Required work: Copy every entry below exactly, and keep out the pictures.
- - - - - - -
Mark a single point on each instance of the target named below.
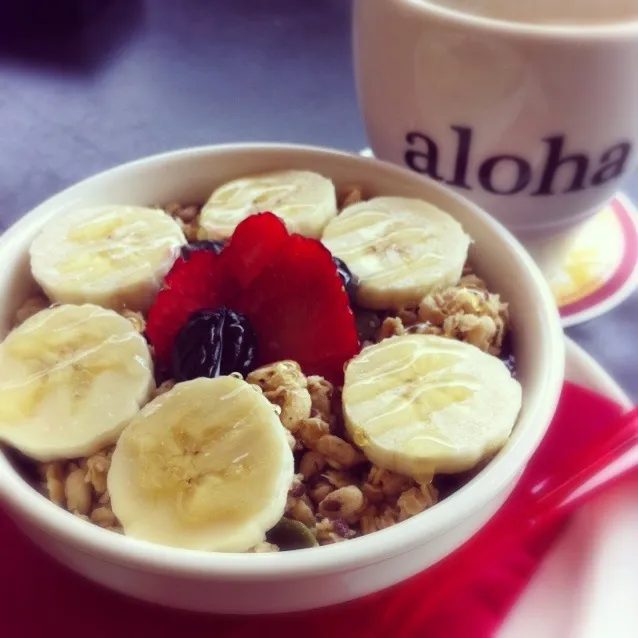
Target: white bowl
(305, 579)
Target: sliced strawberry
(300, 310)
(190, 285)
(254, 244)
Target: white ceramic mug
(536, 123)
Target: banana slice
(205, 466)
(399, 249)
(305, 201)
(113, 256)
(420, 404)
(71, 378)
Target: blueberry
(348, 279)
(214, 343)
(507, 356)
(189, 249)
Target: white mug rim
(570, 33)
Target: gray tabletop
(87, 84)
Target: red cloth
(40, 598)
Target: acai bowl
(309, 469)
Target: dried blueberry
(189, 249)
(214, 343)
(348, 279)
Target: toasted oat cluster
(337, 492)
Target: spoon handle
(601, 463)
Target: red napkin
(40, 598)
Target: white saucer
(587, 587)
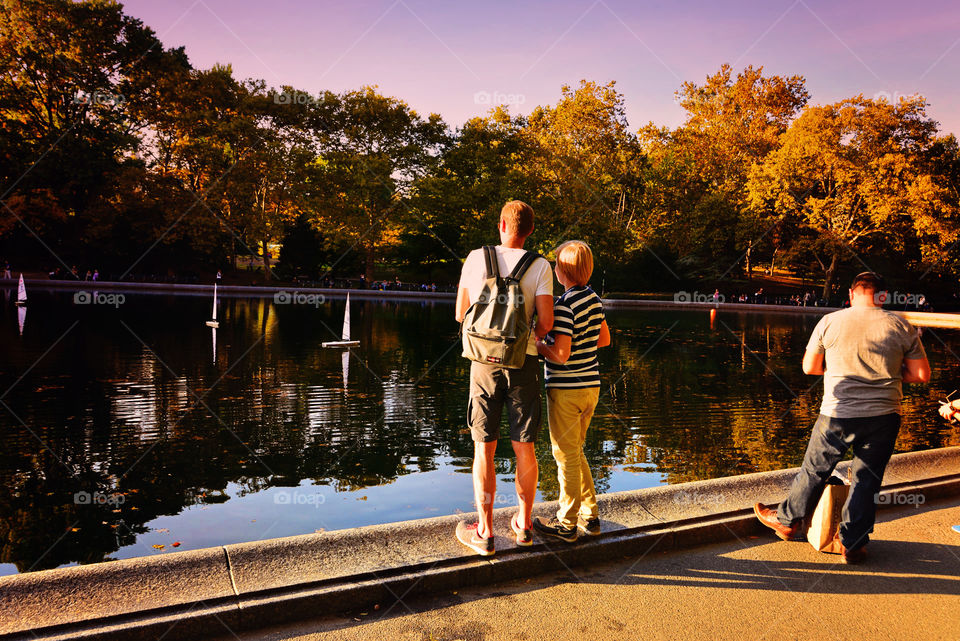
- - - - - - -
Written response:
Mark a single point on each instance of the target named below.
Target: white bowl
(305, 579)
Target: sliced strawberry
(300, 310)
(190, 285)
(254, 244)
Target: white ceramic mug
(536, 123)
Target: banana slice
(205, 466)
(399, 249)
(305, 201)
(113, 256)
(420, 404)
(71, 378)
Target: blueberry
(348, 279)
(214, 343)
(507, 356)
(189, 249)
Target: white mug rim
(570, 33)
Target: gray tabletop
(87, 84)
Target: red cloth
(40, 598)
Target: acai bowl
(309, 469)
Target: dried blueberry
(189, 249)
(214, 343)
(348, 279)
Target: toasted oat cluster
(337, 492)
Target: spoon handle
(601, 463)
Target: red napkin
(40, 598)
Target: white saucer
(587, 587)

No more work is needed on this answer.